═════ Text block

Tuesday, June 10, 2008

a good day for singing

today is the feast of st. ephrem of edessa, sometimes known as ephrem of syria, a fourth century deacon who is responsible in large part for the beginnings of hymnody in the church. he is also patron of spiritual directors.

as i have been adjusting to life in bellingham again, i have realized that the most consistant part of my practice lately has been drinking coffee. therefore i find this prayer of blessed ephrem, used especially during lent in the eastern church, to be particularly helpful to me:

(making a prostration)

"o lord, master of my life, grant that i may not be infected with the spirit of slothfulness and inquisitiveness, with the spirit of ambition and vain talking.

(making a prostration)

"grant instead to me, your servant, the spirit of purity and of humility, the spirit of patience and neighborly love.

(making a prostration)

"o lord and king, grant me the grace of being aware of my sins and of not thinking evil of those of my brethren.

"for you are blessed, now and ever, and forever. amen.

"lord jesus christ, king of kings, you have power over life and death. you know what is secret and hidden, and neither our thoughts nor our feelings are concealed from you. cure me of duplicity; i have done evil before you.

"now my life declines from day to day and my sins increase. o lord, god of souls and bodies, you know the extreme frailty of my soul and my flesh. grant me strength in my weakness, o lord, and sustain me in my misery.

"give me a grateful soul that I may never cease to recall your benefits, o lord most bountiful. be not mindful of my many sins, but forgive me all my misdeeds.

"o lord, disdain not my prayer - the prayer of a wretched sinner; sustain me with your grace until the end, that it may protect me as it is your grace which has taught me wisdom; blessed are they who follow her ways, for they shall receive the crown of glory.

"in spite of my unworthiness, i praise you and i glorify you, o lord, for your mercy to me is without limit. you have been my help and my protection. may the name of your majesty be praised forever. to you, our god, be glory. amen."

══════════
═════ Entries supplied

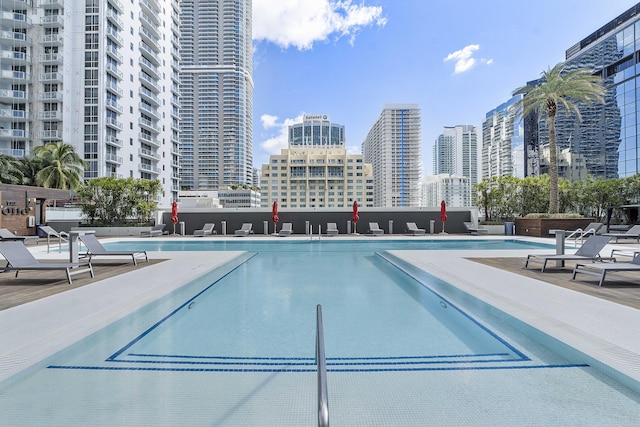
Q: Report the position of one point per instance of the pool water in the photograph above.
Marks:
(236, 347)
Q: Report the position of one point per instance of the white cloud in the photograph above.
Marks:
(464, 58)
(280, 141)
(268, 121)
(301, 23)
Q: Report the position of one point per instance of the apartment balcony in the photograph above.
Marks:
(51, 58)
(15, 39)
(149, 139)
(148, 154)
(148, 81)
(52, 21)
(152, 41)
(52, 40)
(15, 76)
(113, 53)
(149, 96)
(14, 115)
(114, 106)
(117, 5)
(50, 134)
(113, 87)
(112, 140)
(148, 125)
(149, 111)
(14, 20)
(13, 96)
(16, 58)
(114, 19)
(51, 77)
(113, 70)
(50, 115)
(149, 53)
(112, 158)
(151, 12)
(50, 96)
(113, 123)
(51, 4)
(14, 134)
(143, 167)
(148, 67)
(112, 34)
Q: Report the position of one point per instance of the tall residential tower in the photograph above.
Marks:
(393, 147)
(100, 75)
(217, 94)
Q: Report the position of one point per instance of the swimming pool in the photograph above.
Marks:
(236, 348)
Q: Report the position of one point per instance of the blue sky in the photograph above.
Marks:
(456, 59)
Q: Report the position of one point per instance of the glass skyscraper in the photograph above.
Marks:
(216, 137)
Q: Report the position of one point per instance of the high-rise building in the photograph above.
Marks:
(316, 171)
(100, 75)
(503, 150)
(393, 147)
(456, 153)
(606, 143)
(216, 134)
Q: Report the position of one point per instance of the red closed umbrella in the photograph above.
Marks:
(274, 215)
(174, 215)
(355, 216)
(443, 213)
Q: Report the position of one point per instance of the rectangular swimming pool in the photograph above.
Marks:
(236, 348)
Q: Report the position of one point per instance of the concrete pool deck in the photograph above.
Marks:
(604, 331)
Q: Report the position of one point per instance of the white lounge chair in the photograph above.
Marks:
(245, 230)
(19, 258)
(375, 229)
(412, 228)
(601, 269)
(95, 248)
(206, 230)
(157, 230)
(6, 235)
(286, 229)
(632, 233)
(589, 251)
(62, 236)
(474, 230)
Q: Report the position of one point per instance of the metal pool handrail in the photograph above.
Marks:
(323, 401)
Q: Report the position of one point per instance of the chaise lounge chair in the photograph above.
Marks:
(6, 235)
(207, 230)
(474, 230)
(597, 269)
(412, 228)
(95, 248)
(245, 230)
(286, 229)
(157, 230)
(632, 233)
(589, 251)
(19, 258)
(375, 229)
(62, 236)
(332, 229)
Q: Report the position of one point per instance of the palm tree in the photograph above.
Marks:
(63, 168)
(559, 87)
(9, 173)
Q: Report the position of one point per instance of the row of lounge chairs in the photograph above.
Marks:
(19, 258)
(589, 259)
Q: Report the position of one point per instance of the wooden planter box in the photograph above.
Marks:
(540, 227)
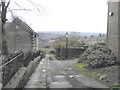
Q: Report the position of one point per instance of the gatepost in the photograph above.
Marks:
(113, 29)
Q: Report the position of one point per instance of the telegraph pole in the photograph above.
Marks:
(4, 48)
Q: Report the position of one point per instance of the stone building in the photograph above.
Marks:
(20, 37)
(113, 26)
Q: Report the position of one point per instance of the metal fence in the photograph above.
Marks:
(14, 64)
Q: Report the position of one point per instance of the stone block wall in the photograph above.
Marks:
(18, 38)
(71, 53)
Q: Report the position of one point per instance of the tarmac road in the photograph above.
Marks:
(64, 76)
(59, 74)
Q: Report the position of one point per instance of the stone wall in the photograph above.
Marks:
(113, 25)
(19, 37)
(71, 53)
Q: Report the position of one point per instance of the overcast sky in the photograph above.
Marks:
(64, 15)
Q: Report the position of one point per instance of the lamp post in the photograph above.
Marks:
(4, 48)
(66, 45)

══════════

▸ **Problems to solve**:
A – In the post on St. Ephrem, of whom is Ephrem named the patron?
B – In the post on St. Ephrem, rewrite the paragraph beginning "today is the feast of st. ephrem of edessa" as a brief bulleted list that keeps its main facts.

▸ **Answers to the tasks**:
A – Spiritual directors.

B –
- Today is the feast of St. Ephrem of Edessa, also called Ephrem of Syria.
- He was a fourth-century deacon.
- He is largely responsible for the beginnings of hymnody in the church.
- He is the patron of spiritual directors.